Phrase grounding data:

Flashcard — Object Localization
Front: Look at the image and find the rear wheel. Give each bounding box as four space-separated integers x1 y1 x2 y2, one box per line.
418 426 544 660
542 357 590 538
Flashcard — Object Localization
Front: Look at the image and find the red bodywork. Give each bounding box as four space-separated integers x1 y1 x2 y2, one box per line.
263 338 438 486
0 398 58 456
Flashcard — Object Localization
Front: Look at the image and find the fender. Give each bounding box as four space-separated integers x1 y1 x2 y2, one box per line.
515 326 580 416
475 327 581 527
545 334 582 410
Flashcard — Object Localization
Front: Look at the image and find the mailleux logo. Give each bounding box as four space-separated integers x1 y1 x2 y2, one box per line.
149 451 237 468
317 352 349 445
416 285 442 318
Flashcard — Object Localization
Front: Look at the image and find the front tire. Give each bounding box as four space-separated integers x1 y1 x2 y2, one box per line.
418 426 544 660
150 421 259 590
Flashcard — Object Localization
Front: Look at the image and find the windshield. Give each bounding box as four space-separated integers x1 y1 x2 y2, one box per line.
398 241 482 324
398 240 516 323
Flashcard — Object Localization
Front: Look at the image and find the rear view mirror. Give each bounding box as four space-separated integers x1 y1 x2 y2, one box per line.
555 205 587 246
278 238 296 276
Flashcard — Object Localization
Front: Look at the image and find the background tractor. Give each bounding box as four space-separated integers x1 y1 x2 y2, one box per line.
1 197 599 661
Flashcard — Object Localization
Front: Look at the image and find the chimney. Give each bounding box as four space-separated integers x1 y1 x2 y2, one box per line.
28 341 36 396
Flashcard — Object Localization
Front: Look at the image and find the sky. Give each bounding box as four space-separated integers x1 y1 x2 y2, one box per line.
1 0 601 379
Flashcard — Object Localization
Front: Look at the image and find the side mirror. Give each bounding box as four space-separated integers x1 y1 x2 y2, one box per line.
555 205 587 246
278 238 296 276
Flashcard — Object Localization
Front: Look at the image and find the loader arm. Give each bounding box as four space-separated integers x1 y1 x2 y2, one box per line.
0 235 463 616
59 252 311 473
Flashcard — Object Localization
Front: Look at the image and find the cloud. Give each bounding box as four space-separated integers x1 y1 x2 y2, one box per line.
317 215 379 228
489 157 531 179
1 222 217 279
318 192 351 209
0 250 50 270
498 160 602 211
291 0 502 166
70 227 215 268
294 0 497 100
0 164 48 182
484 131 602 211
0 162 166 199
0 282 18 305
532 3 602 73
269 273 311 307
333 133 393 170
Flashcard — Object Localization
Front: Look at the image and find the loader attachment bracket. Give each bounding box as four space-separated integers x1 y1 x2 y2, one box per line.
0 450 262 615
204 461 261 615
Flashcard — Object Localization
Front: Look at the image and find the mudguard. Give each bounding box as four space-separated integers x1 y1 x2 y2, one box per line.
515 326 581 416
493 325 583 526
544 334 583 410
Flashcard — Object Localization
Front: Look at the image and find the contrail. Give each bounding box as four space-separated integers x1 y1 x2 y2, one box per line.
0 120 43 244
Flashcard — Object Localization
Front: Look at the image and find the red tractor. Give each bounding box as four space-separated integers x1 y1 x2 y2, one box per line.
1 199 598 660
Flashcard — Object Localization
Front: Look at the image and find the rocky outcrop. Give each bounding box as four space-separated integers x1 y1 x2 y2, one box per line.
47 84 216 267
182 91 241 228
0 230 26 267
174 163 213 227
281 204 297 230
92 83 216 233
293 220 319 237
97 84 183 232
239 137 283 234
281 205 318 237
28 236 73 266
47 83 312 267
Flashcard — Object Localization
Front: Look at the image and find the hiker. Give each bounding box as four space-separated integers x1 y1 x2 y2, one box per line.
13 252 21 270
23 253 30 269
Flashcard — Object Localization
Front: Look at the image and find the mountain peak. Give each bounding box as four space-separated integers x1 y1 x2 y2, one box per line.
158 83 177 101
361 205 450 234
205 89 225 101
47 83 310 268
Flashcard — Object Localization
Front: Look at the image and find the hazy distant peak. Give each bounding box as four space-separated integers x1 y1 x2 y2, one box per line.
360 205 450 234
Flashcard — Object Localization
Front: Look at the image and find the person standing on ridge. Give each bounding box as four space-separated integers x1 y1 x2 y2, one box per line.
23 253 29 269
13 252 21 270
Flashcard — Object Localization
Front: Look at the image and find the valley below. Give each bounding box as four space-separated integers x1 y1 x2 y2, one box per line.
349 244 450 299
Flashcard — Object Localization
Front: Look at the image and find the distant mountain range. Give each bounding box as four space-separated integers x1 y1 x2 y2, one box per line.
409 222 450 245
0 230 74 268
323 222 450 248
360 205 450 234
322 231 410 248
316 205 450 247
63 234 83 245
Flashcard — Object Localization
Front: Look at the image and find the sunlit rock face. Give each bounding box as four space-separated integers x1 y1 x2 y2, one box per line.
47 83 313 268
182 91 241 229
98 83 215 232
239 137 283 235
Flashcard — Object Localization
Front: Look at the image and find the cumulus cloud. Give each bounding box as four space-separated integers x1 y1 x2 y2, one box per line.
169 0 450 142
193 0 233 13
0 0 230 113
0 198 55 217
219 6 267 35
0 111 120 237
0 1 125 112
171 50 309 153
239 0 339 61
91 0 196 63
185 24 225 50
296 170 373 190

INSTRUCTIONS TO FOLLOW: Every word in the records must appear in your copy exactly as it does above.

TASK RESULT:
Flashcard — Object Localization
Front: Look at the image and find the rear wheel. Give each bounding box as four space-separated integers x1 y1 x2 y2, one box per line.
418 426 544 660
542 357 590 538
Flashcard — Object Localization
Front: Look at the image and find the red bodywork. Give each bounding box as four space-separated integers x1 y1 x2 y2, one box per line.
263 338 438 486
0 398 58 456
Flashcard — Object Localization
Front: Look at the image and find the fender. Give each bounding box as four space-separated integers x1 y1 x2 y2, one box per line.
515 326 580 416
475 327 581 527
545 334 582 410
Flashcard — Object Localization
Front: Look at the image and find the mailleux logo. Give each bounding box as four space-separated integers x1 y1 x2 y2, one box per line.
149 451 237 468
317 352 349 445
416 285 442 318
Flashcard — Object Localization
Front: Look at the image and find the front tire. Give each bounding box as four space-separated integers x1 y1 x2 y2, one box per line.
418 426 544 660
150 421 259 590
Flashcard — Object Localization
Front: Look at the image and find the windshield. Give each bounding box as four space-separated integers x1 y1 x2 y2, one box per line.
398 241 482 324
398 240 516 323
Flashcard — Object Localization
Front: Look at the image and find the rear view mirror. Give each bounding box as four space-separated integers x1 y1 x2 y2, one box per line.
555 205 587 246
278 238 296 276
Flashcard — Object Localization
Front: Look at the image and find the background tractor. Give each bounding box as four space-separated integers x1 y1 x2 y2, one box per line.
1 197 599 661
Flashcard — Object Localization
Front: Look at the image and find the chimney. Give each bounding box as four space-separated integers x1 y1 x2 y2, one box per line.
28 341 36 396
Flashcard — Object Localization
Front: Look at the image and find the sky. Give each bounding box as four space-separated integers x1 y1 x2 y2, one box per line.
1 0 601 379
Flashcard — Object Localization
Front: Look at the image and find the side mirror. Give each bounding box as four space-separated integers x1 y1 x2 y2, one box per line.
555 205 587 246
278 238 296 276
Flashcard — Object Localization
Front: Look at the image and find the loader arm. Give each bounding box as four space-separated integers x1 y1 x2 y2, one box per line.
0 235 463 616
59 252 311 473
Flashcard — Object Localization
Front: Look at the image and find the cloud. Give each bounding box as four space-separated integers x1 y1 x2 y2, one box per line.
317 215 379 228
489 157 531 179
1 222 217 279
318 192 351 209
0 250 50 270
498 160 602 211
291 0 502 166
70 227 215 268
294 0 497 100
0 164 48 182
484 131 602 211
0 162 166 199
0 282 18 305
532 3 602 73
269 273 311 307
333 133 393 170
Flashcard — Object Localization
Front: Look at the image and find the loader attachment bracket. Give each bounding box as four space-separated integers x1 y1 x2 y2, one box per line.
0 450 262 615
204 461 261 615
Flashcard — Object Localization
Front: Look at the image and find the mudguard. Give each bounding box as four space-separated integers x1 y1 x2 y2, one box per line.
515 326 581 416
493 325 583 526
544 334 583 410
Flashcard — Object Localization
Front: Look at the image and find the contrail. Give each bounding box as four space-separated integers x1 y1 x2 y2, one box per line.
0 120 43 244
Flashcard — Object Localization
Front: Look at the image and find the red tractor. Give each bounding box as four space-separated integers x1 y1 x2 y2, one box per line.
1 199 598 660
Flashcard — Object Localization
Front: Look at the image and find the rocky outcrop. Give each bounding box as four space-separated integers x1 y1 x2 y2, one box per line.
47 84 216 267
182 91 241 228
0 230 26 267
174 163 213 227
281 204 297 230
92 83 216 233
293 220 319 237
97 84 183 232
239 137 283 234
281 205 318 237
28 236 73 266
47 83 312 267
Flashcard — Object Localization
Front: Look at the image and find the hiker. Give each bounding box as four space-separated integers x1 y1 x2 y2, one box per line.
13 252 21 270
23 253 30 269
Flashcard — Object Localization
Front: Look at the image and find the mountain peak. Give each bounding box as four space-separated integers x1 y1 x2 y2, one box per line.
158 83 177 101
361 205 450 234
205 89 225 101
47 83 310 268
Flashcard — Object Localization
Front: Look at the image and find the hazy distant peak. Give each bounding box as four space-separated integers x1 y1 x2 y2, one box per line.
360 205 450 234
Flashcard — Object Localization
Front: Look at the image and find the person standing on ridge. Give each bounding box as four space-separated integers x1 y1 x2 y2, one box per line.
23 253 29 269
13 252 21 270
Flashcard — Object Localization
Front: Look at the image and find the valley below. Give each bounding box as four space-separated integers x1 y1 x2 y2, one box per line.
349 244 450 299
Flashcard — Object Localization
Front: Look at the image and find the distant mountain range. Give each bounding box as four space-separated integers x1 y1 x2 y2, one box per line.
409 222 450 245
0 230 74 268
323 222 450 248
360 205 450 234
322 231 410 248
316 205 450 247
63 234 83 245
Flashcard — Object Localization
Front: Look at the image and find the sunlit rock face. Give each bounding box as four space-separated integers x1 y1 x2 y2, one box per line.
47 83 313 268
182 91 241 229
98 83 215 232
239 137 283 235
Flashcard — Object Localization
Front: Look at the image and find the cumulus cloud. Give each bounding box as four space-separated integers x1 y1 x2 y2, one box per line.
169 0 450 142
193 0 233 13
0 0 230 113
0 198 55 217
219 6 267 35
0 111 120 237
0 1 125 112
171 50 309 153
239 0 339 61
91 0 196 63
185 24 225 50
296 170 373 190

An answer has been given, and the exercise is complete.